Set problem: Please repeat the listing below word for word, every line of it, leaving out the pictures.

* begin *

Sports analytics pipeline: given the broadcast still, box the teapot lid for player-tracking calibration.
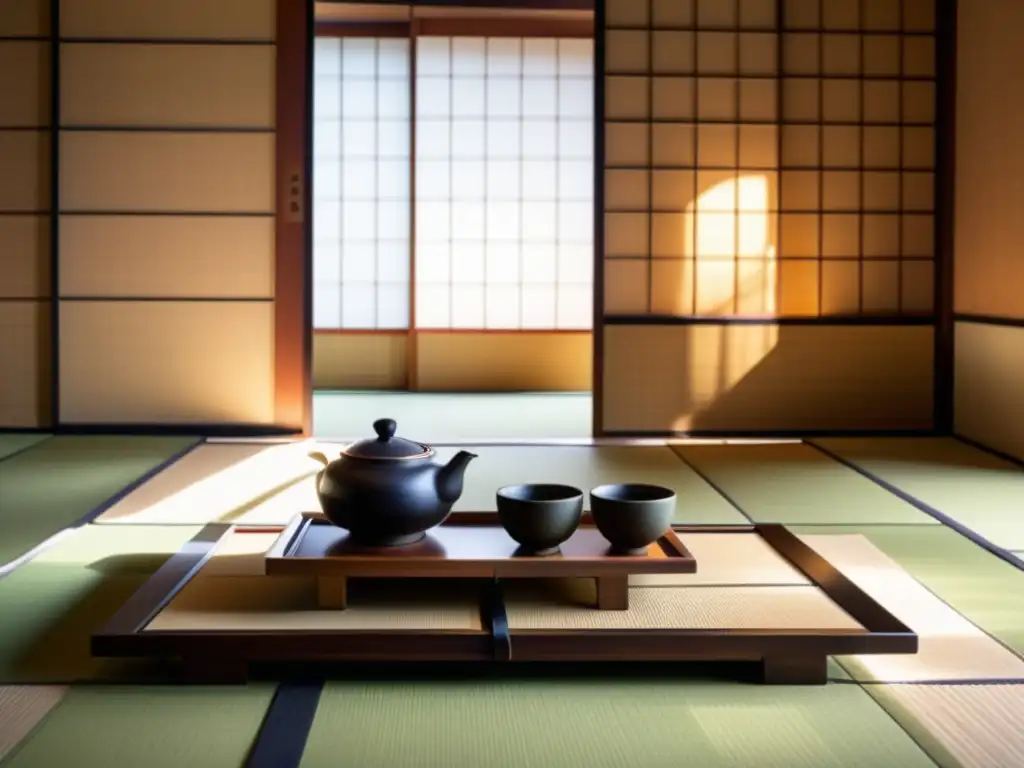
[341,419,434,459]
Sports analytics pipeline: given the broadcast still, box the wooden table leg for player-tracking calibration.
[316,577,348,610]
[595,575,630,610]
[762,655,828,685]
[183,655,249,685]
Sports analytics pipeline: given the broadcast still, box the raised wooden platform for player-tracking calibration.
[92,524,918,684]
[264,512,697,610]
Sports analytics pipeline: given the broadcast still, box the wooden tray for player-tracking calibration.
[264,512,697,610]
[91,523,918,684]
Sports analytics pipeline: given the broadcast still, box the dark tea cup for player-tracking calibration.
[590,483,676,555]
[498,483,583,555]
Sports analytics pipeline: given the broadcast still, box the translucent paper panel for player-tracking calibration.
[312,38,412,329]
[601,0,938,316]
[416,37,594,329]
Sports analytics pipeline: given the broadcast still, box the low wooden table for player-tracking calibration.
[264,512,697,610]
[91,516,918,684]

* end *

Worked answer:
Sports analytics pipeline: given the broadcast still, box the teapot lid for player-tracking calibration.
[341,419,434,459]
Sports analytics pipeline: given the broadcast still, box the wooden table leg for player-tracking calibration.
[316,577,348,610]
[595,575,630,610]
[762,655,828,685]
[183,655,249,685]
Sports analytics pipeline: given the broadcast still, box the raised wooden platform for player-tracking calibration.
[92,524,918,684]
[264,512,697,610]
Sports analytics pipeline: given the broadcast still, box the wooden tray for player-tracking calibration.
[264,512,697,610]
[91,523,918,684]
Sports analytics pipeline: given the broadcast still, box the dark tea cup for player-tracking calibration.
[590,483,676,555]
[498,483,583,555]
Sports analytics pipeline: given the broadcast still, box the translucent paper panel for player-tracking calibration.
[312,38,412,329]
[601,0,938,316]
[416,37,594,329]
Sports analytics pipeline: given the broadcast still, box the low wooden table for player-tracking calibration.
[264,512,697,610]
[91,516,918,684]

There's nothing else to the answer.